指示 1 |
以下のエントリのうち、「[mark] the blue roof」を含む行から始まり、エントリの末尾で終わる部分だけを書き換えること。「wheel spoke」を「wheel rim」に置き換え、それ以外は一切変えずに示す。

AI

2024.03.11 15:30

「AIの推論」を支援しオープンソース化も支えるBaseten、60億円調達

「2023年になって推論が実は最大の市場であることに気づきました。私たちは基本的にすべてを切り捨て、推論だけに集中し直したのです」と彼は語った。転機となったのは、昨年のOpenAIのChatGPTの大ブレイクだったとスリヴァスタヴァは述べている。

「ChatGPTが優れているのは、ユーザーに不便さを感じさせないない点です。OpenAIの社内では何十人もの人々が推論に取り組んでいて、ChatGPTの応答時間を速くし、ダウンタイムの原因となる問題を排除しています」と彼は語る。

オープンソースAIの顧客を支援

推論に集中するというBasetenの決断は、同社の収益を数百万ドルに押し上げた。IVPのパートナーであるソメッシュ・ダッシュとシュラヴァン・ナライエンは、フォーブスの取材に「営業やマーケティングのチームなしでこの成長を遂げたのを見て、投資せざるを得なくなった」と語った。スリヴァスタヴァは、新たな資金の一部を、推論の強化に充てると述べ、現在25人の人員を年内に倍増させようとしていると語った。また、資金の一部は、GPUの買い増しやソフトウェアの最適化にも使われる予定だ。

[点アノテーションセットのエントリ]
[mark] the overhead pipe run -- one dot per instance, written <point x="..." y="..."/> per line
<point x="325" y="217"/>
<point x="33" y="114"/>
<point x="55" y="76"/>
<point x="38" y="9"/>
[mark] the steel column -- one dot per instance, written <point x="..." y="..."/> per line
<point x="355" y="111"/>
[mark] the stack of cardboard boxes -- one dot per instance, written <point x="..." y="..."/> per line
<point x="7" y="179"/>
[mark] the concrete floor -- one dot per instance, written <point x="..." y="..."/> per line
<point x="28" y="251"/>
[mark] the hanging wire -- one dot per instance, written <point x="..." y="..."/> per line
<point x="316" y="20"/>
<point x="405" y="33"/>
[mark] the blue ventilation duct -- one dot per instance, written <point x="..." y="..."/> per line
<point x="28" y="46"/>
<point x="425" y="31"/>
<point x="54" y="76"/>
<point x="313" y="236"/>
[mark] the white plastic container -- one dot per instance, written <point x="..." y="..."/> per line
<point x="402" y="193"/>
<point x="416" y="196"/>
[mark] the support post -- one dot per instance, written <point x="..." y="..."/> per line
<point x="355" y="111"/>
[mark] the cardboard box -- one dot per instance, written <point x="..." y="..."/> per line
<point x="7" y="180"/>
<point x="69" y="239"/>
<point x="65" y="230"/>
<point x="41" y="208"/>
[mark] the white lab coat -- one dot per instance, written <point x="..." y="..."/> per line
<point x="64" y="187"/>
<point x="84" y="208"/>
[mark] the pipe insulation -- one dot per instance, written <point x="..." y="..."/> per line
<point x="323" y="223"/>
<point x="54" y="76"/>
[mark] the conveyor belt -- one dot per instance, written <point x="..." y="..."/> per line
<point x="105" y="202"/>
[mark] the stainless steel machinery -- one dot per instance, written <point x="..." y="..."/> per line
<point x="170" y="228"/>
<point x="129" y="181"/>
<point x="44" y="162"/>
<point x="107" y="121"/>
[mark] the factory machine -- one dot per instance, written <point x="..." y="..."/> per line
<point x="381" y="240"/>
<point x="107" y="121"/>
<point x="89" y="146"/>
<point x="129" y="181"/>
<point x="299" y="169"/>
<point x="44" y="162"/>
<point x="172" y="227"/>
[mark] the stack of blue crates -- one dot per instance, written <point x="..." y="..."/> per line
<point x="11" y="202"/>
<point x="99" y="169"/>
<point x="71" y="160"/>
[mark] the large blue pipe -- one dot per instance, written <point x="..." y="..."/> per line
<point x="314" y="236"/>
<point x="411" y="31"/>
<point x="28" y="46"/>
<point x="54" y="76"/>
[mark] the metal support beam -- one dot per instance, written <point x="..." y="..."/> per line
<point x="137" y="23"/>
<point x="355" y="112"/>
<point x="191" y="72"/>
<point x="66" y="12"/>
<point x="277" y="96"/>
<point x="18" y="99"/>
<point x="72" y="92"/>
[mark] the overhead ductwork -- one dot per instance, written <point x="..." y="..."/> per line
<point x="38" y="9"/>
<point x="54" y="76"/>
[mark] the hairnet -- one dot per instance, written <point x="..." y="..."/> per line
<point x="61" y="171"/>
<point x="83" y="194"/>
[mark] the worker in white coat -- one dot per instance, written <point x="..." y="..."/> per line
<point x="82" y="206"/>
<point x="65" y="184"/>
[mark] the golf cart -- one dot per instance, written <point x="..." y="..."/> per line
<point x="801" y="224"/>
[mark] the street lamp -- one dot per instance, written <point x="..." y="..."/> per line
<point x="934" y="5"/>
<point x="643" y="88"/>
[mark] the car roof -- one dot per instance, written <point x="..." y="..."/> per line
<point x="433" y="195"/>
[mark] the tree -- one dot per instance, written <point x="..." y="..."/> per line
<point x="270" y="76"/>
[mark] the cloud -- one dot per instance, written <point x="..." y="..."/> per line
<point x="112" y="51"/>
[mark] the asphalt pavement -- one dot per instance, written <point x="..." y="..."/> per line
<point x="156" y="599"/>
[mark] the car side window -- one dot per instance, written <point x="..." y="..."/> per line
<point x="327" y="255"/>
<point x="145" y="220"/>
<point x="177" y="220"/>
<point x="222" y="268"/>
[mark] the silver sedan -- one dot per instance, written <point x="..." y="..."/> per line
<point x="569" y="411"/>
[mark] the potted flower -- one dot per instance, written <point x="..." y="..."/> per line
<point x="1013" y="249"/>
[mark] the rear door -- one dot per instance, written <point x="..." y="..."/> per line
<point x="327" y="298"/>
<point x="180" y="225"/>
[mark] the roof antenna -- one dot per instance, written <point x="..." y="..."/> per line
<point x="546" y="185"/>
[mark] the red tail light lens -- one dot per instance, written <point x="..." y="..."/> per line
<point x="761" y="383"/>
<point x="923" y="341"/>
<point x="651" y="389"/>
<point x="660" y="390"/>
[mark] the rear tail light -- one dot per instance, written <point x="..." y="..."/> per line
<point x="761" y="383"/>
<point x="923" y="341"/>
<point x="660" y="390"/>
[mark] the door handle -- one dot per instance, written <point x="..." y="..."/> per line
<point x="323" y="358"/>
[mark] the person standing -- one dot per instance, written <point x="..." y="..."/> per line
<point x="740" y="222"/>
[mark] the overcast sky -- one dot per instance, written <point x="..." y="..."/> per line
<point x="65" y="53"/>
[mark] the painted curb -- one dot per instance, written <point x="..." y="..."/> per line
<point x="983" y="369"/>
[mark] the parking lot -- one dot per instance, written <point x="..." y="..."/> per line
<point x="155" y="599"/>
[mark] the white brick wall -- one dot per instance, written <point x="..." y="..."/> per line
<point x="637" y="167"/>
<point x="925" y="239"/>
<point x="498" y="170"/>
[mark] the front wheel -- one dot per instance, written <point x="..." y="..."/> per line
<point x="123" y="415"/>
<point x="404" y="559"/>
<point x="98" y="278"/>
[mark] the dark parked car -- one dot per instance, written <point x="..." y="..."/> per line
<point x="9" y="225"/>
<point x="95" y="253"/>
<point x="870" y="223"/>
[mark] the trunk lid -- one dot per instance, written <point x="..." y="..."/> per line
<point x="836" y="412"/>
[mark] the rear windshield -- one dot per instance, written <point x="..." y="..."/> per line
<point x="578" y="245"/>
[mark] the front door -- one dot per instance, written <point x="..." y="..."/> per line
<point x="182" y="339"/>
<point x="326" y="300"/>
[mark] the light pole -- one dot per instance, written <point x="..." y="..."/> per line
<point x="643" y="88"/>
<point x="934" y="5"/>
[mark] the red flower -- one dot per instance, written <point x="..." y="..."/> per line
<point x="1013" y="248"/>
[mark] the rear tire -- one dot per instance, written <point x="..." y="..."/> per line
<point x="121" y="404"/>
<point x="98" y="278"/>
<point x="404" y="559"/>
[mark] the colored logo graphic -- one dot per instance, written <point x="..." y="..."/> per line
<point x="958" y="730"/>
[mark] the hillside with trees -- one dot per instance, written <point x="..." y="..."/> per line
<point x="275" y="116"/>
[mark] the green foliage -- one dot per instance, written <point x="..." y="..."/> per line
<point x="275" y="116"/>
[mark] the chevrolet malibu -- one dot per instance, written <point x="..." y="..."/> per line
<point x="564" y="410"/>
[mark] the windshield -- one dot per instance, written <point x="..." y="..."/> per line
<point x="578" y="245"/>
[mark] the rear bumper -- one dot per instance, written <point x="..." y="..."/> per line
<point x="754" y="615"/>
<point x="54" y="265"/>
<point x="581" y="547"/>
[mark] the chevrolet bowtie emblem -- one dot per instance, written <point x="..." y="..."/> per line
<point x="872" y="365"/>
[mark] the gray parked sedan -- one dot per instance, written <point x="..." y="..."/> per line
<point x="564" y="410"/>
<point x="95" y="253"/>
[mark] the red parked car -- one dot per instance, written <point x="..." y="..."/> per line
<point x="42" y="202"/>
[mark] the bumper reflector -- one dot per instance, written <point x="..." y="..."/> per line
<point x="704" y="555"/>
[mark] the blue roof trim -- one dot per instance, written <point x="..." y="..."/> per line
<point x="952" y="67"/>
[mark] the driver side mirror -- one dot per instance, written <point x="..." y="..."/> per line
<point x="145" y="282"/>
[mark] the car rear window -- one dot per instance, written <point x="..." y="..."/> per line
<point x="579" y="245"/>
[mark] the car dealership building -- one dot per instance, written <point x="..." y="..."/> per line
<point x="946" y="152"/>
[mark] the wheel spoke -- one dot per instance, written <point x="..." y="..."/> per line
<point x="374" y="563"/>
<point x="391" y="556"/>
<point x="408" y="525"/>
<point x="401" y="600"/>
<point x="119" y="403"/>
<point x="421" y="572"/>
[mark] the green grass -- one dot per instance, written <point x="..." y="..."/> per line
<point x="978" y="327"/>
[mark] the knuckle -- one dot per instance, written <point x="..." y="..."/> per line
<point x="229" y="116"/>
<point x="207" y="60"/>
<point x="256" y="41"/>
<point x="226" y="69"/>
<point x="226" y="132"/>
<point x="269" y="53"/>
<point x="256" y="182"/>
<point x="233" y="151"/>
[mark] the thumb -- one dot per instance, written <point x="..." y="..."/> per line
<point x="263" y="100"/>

指示 2 |
上の記事について、次の問いに答えよ。
(a) Basetenの調達額はいくらか。
(b) 現在の人員は何人で、年内にどうする予定か。
(c) スリヴァスタヴァが転機として挙げたのは何か。

解答 1 |
[mark] the blue roof trim -- one dot per instance, written <point x="..." y="..."/> per line
<point x="952" y="67"/>
[mark] the driver side mirror -- one dot per instance, written <point x="..." y="..."/> per line
<point x="145" y="282"/>
[mark] the car rear window -- one dot per instance, written <point x="..." y="..."/> per line
<point x="579" y="245"/>
[mark] the car dealership building -- one dot per instance, written <point x="..." y="..."/> per line
<point x="946" y="152"/>
[mark] the wheel rim -- one dot per instance, written <point x="..." y="..."/> per line
<point x="374" y="563"/>
<point x="391" y="556"/>
<point x="408" y="525"/>
<point x="401" y="600"/>
<point x="119" y="403"/>
<point x="421" y="572"/>
[mark] the green grass -- one dot per instance, written <point x="..." y="..."/> per line
<point x="978" y="327"/>
[mark] the knuckle -- one dot per instance, written <point x="..." y="..."/> per line
<point x="229" y="116"/>
<point x="207" y="60"/>
<point x="256" y="41"/>
<point x="226" y="69"/>
<point x="226" y="132"/>
<point x="269" y="53"/>
<point x="256" y="182"/>
<point x="233" y="151"/>
[mark] the thumb -- one dot per instance, written <point x="..." y="..."/> per line
<point x="263" y="100"/>

解答 2 |
(a) 60億円。
(b) 25人で、年内に倍増させる予定。
(c) 昨年のOpenAIのChatGPTの大ブレイク。